• **STUDY TEXT**
How do probiotics stay alive until they are consumed?
The idea of consuming live microbes to promote health is not new. Back in 1907, Élie Metchnikoff, a disciple of Louis Pasteur, the Father of Microbiology, was attracted by a new discovery made by Bulgarian scientist Stamen Grigoroff, who found the reason for the fermentation of Bulgarian yogurt. Later, Metchnikoff associated the intake of fermented milk containing live lactobacilli with a prolonged and healthy life in Bulgarian peasants at the time.
So how do probiotics stay alive until they are consumed?
Life is the condition that distinguishes animals and plants from inorganic matter. Life includes the capacity for growth, reproduction, and metabolic activity.
In order to sustain life, certain environmental conditions must be met, which differ for different organisms. The availability of water and nutrients, adequate temperature, pH (acidity), and the absence of growth inhibitors are essential for microbes.
It is also possible to manipulate certain conditions to bring about a state where growth may be put in “standby mode,” yet the microbe remains alive. We cannot imagine ourselves in a condition where life is preserved even without any metabolic activity, but for microbes, it is possible.
Probiotics can be in foods (yogurts, fermented milk, fruit juices, cereal bars) or in supplements (capsules, compressed pills) in a “hibernation” state, characterized by no growth, no reproduction, and no metabolic activity, waiting for the proper conditions to come back to full metabolic life. This occurs when the microbes reach the gut having the proper temperature, nutrient availability, lack of inhibitors, adequate acidity, and water. Thus, in the case of microbes, there is an uncoupling of life and metabolic activity. Even without having any metabolic activity, they can still be alive but in a dormant state.
Open a food supplement containing probiotics, and you will probably find a dry powder. This is what the microbes may look like in their dormant state due to a technological process called “lyophilization,” also known as freeze-drying.
Freeze-drying is a two-stage process where cells are first quickly frozen at very low temperatures (-40 to -70°C or less, using liquid nitrogen, for example). Then, frozen water is removed by a gentle process of evaporation at low pressure and temperature, called sublimation. This process removes most of the water from around and inside the cells, leaving the microbes in a dormant state. Water activity is a scientist’s way of measuring water availability for the microbes. This technological measure ranges from 0 (no water) to 1 (pure water). A water activity close to 0 impairs growth. In food supplements and also starters for fermented foods like yogurt and kefir, freeze-drying leaves water activities less than 0.2, ensuring that no metabolic activity will take place during the shelf life of the product.
So yes, probiotics in supplements, pills, freeze-dried yogurt, and kefir starters are alive in their own way. This is also the case for probiotics in certain foods, such as cereal bars. In the case of food products with water activities closer to 1, such as yogurts, fermented milk, cheeses, or fruit juices containing probiotics, the factor that limits metabolic activity is the low temperature at which these products are stored, combined in certain cases (yogurts, fermented milk, fruit juices) with the low pH (or high acidity) of these products. The combination of low temperature and acidity is effective in maintaining probiotic cells in a dormant state, impairing any metabolic activity that may lead to cell stress and cell death. Yet, even while tightly controlled factors impair metabolic activity, some cell death may occur during the shelf life of the probiotics in the products that deliver them. In this case, responsible manufacturers are sure to add extra probiotic cells so that the necessary number of viable cells needed to deliver a health effect is present through the end of the product’s shelf life.

• **SUPPLIED MATERIAL**
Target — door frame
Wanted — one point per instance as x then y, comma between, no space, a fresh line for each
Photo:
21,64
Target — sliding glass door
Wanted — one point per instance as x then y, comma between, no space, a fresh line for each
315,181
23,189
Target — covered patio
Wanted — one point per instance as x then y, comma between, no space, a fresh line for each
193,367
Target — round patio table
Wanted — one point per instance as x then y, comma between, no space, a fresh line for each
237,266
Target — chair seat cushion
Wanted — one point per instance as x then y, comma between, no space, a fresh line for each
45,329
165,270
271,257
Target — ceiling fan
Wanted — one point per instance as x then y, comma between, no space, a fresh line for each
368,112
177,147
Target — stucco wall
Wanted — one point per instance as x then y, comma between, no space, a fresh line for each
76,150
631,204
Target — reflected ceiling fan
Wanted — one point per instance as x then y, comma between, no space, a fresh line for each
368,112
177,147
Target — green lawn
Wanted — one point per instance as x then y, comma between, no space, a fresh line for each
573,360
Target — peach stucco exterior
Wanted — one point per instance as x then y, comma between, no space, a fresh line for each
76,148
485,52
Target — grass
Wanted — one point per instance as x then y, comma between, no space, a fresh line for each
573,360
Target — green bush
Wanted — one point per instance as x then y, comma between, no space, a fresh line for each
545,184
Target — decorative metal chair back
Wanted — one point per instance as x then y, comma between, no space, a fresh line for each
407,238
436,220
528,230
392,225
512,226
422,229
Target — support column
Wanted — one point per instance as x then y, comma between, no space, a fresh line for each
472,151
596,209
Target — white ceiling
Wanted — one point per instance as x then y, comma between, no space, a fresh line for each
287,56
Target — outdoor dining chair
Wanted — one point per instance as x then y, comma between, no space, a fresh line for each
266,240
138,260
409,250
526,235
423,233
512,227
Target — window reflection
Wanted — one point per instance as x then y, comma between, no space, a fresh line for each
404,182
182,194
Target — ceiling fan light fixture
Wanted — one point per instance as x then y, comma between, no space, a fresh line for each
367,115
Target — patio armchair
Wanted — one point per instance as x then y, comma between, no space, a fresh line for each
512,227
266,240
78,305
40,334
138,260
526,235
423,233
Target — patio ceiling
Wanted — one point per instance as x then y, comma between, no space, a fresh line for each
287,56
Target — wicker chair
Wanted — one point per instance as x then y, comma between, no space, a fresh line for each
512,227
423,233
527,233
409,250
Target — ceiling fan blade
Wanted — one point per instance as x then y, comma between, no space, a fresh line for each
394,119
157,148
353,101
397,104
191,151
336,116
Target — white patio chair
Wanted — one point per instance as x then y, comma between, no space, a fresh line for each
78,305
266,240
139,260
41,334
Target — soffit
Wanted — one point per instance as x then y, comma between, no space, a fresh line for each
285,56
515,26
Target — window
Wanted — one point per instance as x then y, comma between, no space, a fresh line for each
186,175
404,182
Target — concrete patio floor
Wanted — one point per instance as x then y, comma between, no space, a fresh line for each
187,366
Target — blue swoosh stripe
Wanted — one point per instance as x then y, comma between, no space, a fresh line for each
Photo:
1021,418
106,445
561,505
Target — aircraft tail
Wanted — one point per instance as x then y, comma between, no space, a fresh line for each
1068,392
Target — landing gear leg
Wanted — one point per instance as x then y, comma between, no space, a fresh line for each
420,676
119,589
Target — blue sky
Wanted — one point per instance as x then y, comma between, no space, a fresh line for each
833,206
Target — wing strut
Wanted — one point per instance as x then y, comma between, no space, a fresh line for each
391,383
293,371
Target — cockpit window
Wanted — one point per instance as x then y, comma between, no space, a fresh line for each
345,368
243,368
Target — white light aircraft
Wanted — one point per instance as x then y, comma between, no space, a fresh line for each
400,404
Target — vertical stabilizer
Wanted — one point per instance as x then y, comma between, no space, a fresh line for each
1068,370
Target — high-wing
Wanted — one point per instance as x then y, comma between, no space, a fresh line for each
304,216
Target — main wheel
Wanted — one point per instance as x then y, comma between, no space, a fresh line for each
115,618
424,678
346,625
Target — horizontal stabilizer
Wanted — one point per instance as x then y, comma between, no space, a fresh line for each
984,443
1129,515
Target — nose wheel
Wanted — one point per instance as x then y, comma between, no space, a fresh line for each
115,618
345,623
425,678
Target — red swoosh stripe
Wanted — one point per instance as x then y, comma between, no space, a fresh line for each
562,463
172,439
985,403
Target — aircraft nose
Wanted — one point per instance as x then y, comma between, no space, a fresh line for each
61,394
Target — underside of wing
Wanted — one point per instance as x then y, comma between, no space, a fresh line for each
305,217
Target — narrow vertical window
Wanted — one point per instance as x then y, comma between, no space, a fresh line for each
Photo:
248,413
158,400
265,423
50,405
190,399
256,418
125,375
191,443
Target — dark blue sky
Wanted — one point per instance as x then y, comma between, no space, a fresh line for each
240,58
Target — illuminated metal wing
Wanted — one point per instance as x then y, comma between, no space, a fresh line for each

• **EXERCISE REQUIREMENTS**
1. In the probiotics article, edit the passage from "Life is the" to "essential for microbes." so that "organisms" is replaced with "living things".
2. In the sentence of the probiotics article that begins "Probiotics can be in foods," which foods are listed in the parentheses?
3. What temperature range does the probiotics article give for the first, freezing stage of freeze-drying?

• **ANSWERS FOR THE TASKS**
1.
Life is the condition that distinguishes animals and plants from inorganic matter. Life includes the capacity for growth, reproduction, and metabolic activity.
In order to sustain life, certain environmental conditions must be met, which differ for different living things. The availability of water and nutrients, adequate temperature, pH (acidity), and the absence of growth inhibitors are essential for microbes.

2. Yogurts, fermented milk, fruit juices, cereal bars

3. -40 to -70°C or less